What is needed:
Using the forum post on the Regent Garden sale below, answer the following:
(a) For what price did Regent Garden agree to sell under its Sale and Purchase Agreement?
(b) Which valuer carried out the re-valuation ordered by the STB?
(c) On which page and in which paragraph of their affidavit did the minority owners make the cited admission?

Does anyone has concrete info that the minority owners are paid twice? Please note that postings here are traceable. Let's be responsible in whatever we write.

James Tan
17-04-08, 16:55
Perhaps the power lies in the hands of the sales agents? Whether they are competent enough, sloppy enough or not? Or even the lawyers?

Does anyone has concrete info that the minority owners are paid twice? Please note that postings here are traceable. Let's be responsible in whatever we write.


Yes, the evidence is found in court papers filed by the minorities appeal to the STB decision during which the minority owners admitted in their affidavit on page 8, paragraph 17 that the developer "managed to procure the plaintiffs' (the minorities) consent....". (see attached .pdf file on the affidavit file with the High Court).

How would the developer be able to persuade a 180-degree reversal without compensation?

To put the record straight, the following is the sequence of the events;

1. Regent Garden (RG) signed a Sale and Purchase Agreement agreeing to sell for S$34.0m. on or about April 2007 with a majority of slightly more than 80%, and 6 refusals.

2. In compliance with the LTSA and the conditional S&P, the Sale Committee (SC) applied to the Strata Titles Board (STB) for a sale order.

3. All six dissenters filed their objections at the STB and one minority owner hired his own lawyer and threatened to sue the SC and the majorities if the sale were to go through at $34.0m., claiming that it was worth much more, and that the sale was not transparent because there was only one valid offer, that of Allgreen since the only other "offer" came from a $2 company formed barely a month before the Expression of Interest (EOI) was launched.

4. This was brought to the STB's mediation meeting and upon hearing the objection, STB ordered a re-valuation which was done by the same valuer, DTZ, after taking into account of the development charge, which was revised to S$39.7m.

5 At the second mediation meeting, STB indicated that the sale price of $34.0m was way below market value and indicated that a sale order is unlikely to be granted unless the purchaser agrees to top up to the actual market price. As the buyer could not be represented at the STB, the mediation was adjourned for the sellers to consult the buyers if they were willing to top up.

6. Both buyers and sellers lawyers entered into a negotiation.

A block of data:
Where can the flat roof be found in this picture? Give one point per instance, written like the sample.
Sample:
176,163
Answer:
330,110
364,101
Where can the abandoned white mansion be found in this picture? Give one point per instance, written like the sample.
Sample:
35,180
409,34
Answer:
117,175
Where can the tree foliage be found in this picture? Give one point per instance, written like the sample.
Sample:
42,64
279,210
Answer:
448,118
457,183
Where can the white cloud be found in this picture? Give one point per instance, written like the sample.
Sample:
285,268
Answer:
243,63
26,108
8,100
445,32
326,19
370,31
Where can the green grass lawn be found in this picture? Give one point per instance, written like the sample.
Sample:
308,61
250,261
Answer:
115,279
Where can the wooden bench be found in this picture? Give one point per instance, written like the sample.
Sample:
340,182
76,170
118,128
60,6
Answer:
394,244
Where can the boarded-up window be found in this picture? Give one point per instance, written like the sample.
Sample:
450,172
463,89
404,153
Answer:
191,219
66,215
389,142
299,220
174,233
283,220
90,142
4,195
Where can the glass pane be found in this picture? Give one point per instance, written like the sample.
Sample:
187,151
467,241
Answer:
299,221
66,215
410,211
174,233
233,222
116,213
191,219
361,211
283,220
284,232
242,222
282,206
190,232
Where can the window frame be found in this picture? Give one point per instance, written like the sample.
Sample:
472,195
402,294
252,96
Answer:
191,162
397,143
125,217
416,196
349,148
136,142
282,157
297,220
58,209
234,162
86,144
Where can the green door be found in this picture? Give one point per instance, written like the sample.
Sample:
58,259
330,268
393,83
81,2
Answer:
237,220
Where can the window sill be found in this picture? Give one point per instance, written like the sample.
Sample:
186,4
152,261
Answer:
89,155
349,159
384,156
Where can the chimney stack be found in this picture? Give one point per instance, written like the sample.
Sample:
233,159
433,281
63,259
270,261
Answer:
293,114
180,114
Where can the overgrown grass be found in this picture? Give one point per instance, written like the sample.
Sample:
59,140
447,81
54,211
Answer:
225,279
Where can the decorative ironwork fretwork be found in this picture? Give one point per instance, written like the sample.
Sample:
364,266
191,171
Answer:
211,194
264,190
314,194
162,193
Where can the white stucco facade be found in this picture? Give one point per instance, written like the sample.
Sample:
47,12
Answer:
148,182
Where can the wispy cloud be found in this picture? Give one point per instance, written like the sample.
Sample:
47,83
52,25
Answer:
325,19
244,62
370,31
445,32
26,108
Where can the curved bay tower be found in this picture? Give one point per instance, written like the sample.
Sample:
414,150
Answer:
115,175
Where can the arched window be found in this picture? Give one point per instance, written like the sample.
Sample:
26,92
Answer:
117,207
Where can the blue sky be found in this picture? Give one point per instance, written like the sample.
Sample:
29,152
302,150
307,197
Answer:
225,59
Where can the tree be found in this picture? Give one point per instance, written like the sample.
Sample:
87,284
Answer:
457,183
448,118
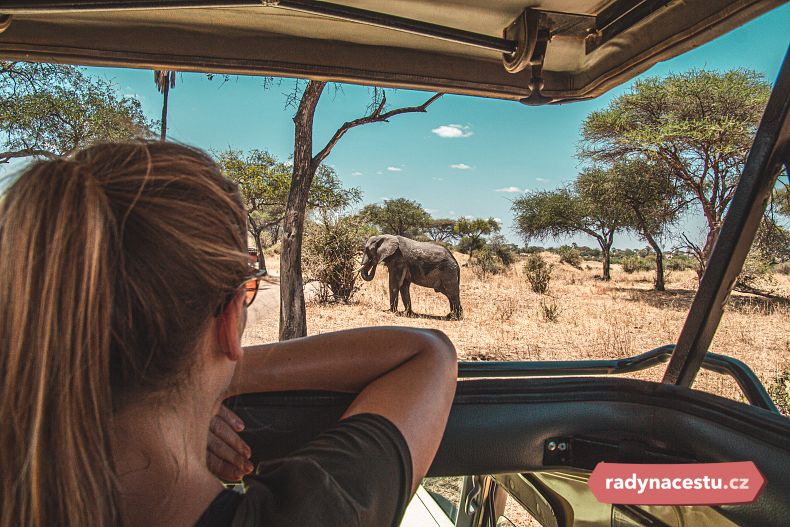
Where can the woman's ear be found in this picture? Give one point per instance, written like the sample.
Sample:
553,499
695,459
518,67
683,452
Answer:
230,325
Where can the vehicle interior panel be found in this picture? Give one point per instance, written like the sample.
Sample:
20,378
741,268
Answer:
591,46
643,418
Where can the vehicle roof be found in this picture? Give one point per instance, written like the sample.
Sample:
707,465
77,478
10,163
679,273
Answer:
593,46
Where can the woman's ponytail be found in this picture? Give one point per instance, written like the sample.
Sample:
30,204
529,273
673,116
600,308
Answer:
56,238
111,264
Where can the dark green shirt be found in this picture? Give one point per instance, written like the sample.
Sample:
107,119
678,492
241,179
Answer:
357,474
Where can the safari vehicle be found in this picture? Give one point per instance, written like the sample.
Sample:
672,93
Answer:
531,429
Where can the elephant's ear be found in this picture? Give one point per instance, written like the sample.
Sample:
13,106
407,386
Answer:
387,248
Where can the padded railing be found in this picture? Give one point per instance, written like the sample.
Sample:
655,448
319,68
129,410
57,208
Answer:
748,382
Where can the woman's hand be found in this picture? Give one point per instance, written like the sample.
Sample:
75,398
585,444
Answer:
227,456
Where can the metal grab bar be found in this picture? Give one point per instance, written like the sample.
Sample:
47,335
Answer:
748,382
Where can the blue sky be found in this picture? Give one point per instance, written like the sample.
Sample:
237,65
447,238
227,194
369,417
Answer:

Response below:
(a) S$34.0m.
(b) DTZ.
(c) Page 8, paragraph 17.